As escolas fazem isso porque os jurados avaliam se todos os integrantes do desfile cantam o samba-enredo na avenida. Determinadas escolas do Rio, onde a competitividade é grande e uma agremiação pode ganhar ou perder o primeiro lugar por meio ponto, retiram os eventuais integrantes que não sabem a letra da música tema.
No Recife, existem as chamadas prévias do Carnaval, realizadas pelos blocos e pelos grupos de maracatu. O excelente percussionista Naná Vasconcelos se desdobra em vários para participar de dezenas delas, que culminam depois no famoso encontro de maracatus, no Marco Zero. Esses ensaios, portanto, também são diferentes dos realizados aqui, pois vislumbram, em boa medida, treinar para a performance em um desfile.
Saudade e excitação
Para muitos, sequer poderíamos chamar de ensaios os acontecimentos pré-carnavalescos de Salvador. “É um show de uma banda, como qualquer outro”, dizem alguns. Não tendo a concordar.
Aqui, baianos e turistas ensaiam, sim – e não apenas para saber a letra da música e a coreografia do ano. Em muitos ensaios, essas questões não têm a menor importância. As pessoas ensaiam a festa que farão a partir da quinta-feira de Carnaval. E também matam a saudade da folia anterior.

### OBJETIVO DO EXERCÍCIO
Responda a estas perguntas com base no texto sobre os ensaios de Carnaval:
(a) O que os jurados avaliam nos integrantes do desfile?
(b) Em que evento culminam as prévias do Carnaval no Recife?
(c) A partir de que dia acontece a festa que as pessoas ensaiam?

### DADOS EXTRAÍDOS
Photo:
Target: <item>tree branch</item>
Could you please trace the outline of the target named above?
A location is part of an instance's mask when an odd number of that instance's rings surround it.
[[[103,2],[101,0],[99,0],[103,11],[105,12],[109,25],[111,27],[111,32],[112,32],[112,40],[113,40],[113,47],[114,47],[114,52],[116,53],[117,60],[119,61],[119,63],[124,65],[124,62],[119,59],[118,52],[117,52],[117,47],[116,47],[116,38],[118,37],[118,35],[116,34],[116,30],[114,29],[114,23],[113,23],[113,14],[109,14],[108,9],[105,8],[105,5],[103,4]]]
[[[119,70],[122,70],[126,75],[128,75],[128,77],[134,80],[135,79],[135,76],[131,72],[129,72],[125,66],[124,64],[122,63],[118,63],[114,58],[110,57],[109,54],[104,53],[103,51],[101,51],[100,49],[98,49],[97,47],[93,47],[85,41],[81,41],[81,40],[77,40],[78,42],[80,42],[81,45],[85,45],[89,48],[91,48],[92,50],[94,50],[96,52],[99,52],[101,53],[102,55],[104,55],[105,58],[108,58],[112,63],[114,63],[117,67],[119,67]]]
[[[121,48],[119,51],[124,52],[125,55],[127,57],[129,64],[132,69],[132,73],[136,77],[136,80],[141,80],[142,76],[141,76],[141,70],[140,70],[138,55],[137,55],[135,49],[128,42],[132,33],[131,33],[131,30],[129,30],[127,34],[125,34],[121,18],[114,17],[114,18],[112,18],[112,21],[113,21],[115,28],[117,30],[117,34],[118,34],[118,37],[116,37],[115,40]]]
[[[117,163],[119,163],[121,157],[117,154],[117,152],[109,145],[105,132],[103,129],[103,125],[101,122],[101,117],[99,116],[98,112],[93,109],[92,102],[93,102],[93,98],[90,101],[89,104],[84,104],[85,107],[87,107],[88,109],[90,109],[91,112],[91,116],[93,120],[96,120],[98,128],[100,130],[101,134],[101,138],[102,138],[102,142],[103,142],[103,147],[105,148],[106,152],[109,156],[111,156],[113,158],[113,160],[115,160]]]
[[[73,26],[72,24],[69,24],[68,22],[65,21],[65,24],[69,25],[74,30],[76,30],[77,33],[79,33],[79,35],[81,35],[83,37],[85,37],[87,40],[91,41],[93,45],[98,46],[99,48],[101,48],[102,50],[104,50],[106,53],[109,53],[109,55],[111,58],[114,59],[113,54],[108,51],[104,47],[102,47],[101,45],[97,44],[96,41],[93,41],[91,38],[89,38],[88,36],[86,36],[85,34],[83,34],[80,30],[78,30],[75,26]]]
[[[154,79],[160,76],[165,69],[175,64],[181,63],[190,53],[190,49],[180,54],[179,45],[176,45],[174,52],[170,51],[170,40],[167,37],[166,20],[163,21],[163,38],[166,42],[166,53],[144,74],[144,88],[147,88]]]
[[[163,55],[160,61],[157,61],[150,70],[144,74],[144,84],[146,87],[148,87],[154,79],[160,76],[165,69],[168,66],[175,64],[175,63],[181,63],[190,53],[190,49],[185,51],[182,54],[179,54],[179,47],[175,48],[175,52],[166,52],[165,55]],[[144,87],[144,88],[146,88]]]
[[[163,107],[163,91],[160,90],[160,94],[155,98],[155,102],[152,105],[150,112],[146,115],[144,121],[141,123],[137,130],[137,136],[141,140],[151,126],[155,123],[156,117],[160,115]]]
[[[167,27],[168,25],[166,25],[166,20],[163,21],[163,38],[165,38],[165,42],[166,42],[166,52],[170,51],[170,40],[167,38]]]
* * *
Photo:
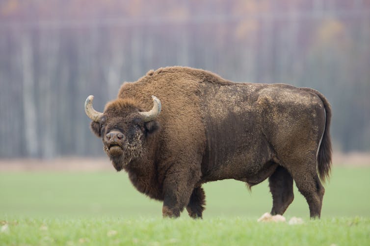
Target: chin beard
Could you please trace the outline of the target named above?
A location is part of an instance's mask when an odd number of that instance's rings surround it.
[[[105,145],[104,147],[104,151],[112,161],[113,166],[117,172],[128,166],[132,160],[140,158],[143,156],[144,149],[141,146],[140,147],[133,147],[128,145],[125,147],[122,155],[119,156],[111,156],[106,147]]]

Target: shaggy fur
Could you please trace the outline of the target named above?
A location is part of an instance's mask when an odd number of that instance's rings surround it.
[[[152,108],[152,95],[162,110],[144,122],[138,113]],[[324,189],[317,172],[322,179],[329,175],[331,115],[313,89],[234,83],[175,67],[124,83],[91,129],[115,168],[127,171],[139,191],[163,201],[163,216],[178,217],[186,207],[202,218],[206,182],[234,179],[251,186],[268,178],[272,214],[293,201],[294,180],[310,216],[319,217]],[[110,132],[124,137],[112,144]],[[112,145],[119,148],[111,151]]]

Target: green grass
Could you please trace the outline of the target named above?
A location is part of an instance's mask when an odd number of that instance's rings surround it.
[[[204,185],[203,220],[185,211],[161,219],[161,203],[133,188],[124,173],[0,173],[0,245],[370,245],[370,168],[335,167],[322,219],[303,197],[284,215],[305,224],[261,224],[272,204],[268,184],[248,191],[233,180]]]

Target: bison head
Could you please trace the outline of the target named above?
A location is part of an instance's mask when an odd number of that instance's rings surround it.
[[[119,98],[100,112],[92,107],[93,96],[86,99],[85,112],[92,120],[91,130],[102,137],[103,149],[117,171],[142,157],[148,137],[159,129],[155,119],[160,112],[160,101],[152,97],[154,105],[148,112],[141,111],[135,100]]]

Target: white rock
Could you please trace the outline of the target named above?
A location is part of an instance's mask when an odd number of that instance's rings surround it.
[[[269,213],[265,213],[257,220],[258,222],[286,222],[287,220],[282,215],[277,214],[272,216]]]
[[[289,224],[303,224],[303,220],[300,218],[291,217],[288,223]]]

### RESULTADO DA TAREFA
(a) Se todos os integrantes cantam o samba-enredo na avenida.
(b) No famoso encontro de maracatus, no Marco Zero.
(c) A partir da quinta-feira de Carnaval.